■ EXTRACTED TEXT:
# # # # #

Here’s why I most love Weird Bran, though: He’s very funny. The show is best when it’s just a bit goofy, but that sense of humor has been hard to find in recent seasons. Weird Bran, with his middle-distance stare and the way he seems like he’s operating on an entirely different plane of existence, has been one of Game of Thrones’ more reliable sources of silliness. He’s not a funny guy, of course: Whenever Bran issues some monotone declaration about a thing nobody could possibly know, the characters around him react with perplexed confusion. Their exasperation is obvious, and the stakes of it all — the world is ending, and this guy’s unbearably odd — make for a hilariously mismatched tone. Sansa’s frustration and awkwardness around her kid brother makes us like her even more because that’s how we feel, too. When Jon and Dany arrived in Winterfell, they looked more like statues than tired travelers — until, that is, Jon tried to greet Bran and ended up furrowing his brow in alarm, which was the funniest thing he’s done in years. Bran isn’t really a person anymore, but he makes everyone else look like people by comparison.
And Bran’s weirdness doesn’t have to detract from the seriousness of the show. As Sunday’s episode demonstrated pretty handily, Bran’s strangeness can exist as an accepted element without seriously undermining his role in the grand scheme of the story. The idea that Bran carries with him the whole memory of the world, which makes him a special target for the Night King, does work as a motive. It creates a tie between the Night King and a character we actually know, and it gives Bran’s whole deal from the last several seasons more meaning. When he and Sam explain that tie in the war-planning scene — justifying why Bran will be an important figure in their coming battle with the White Walkers — everyone nods along, without exchanging epic side-eye about how bizarre this guy is. He can be everyone’s inexplicable little brother when the series needs to demonstrate that Sansa and Jon are still human enough to register Bran’s peculiar behavior, but he can still be a vital, serious cog in the machine when it counts.
Yes, a horde of zombies approaches, an aunt had sex with her nephew, and there are dragons. A massive battles is coming, and winter is here. So let’s all gather around the few Game of Thrones truths we have left, and be grateful for something that unites everyone behind a single shared belief: Bran Stark is a weird guy.

# # # # #

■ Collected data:

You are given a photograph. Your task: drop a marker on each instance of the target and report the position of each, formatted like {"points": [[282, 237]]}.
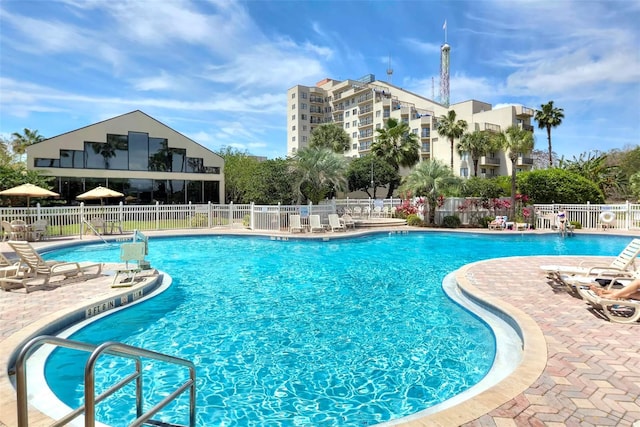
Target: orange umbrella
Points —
{"points": [[28, 190]]}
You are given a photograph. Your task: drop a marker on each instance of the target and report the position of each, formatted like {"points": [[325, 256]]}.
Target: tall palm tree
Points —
{"points": [[397, 145], [549, 117], [515, 141], [451, 128], [318, 170], [429, 179], [477, 144], [20, 142]]}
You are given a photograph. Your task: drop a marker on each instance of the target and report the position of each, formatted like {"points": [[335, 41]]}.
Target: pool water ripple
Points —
{"points": [[348, 333]]}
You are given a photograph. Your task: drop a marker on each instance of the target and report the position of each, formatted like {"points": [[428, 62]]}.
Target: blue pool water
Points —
{"points": [[349, 332]]}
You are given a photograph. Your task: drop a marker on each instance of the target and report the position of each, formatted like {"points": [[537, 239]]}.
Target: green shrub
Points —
{"points": [[414, 221], [451, 221]]}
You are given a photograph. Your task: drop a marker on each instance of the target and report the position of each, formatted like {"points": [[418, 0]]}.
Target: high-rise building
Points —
{"points": [[361, 106]]}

# # # # #

■ EXERCISES TO COMPLETE:
1. In the Bran Stark piece, what does Bran carry with him that makes him a special target for the Night King?
2. Copy the part of the Bran Stark piece that opens with the words containing "Yes, a horde" and closes with "a weird guy.".
This listing has nothing to do with the Bran Stark piece.

■ ANSWERS BELOW:
1. The whole memory of the world.

2.
Yes, a horde of zombies approaches, an aunt had sex with her nephew, and there are dragons. A massive battles is coming, and winter is here. So let’s all gather around the few Game of Thrones truths we have left, and be grateful for something that unites everyone behind a single shared belief: Bran Stark is a weird guy.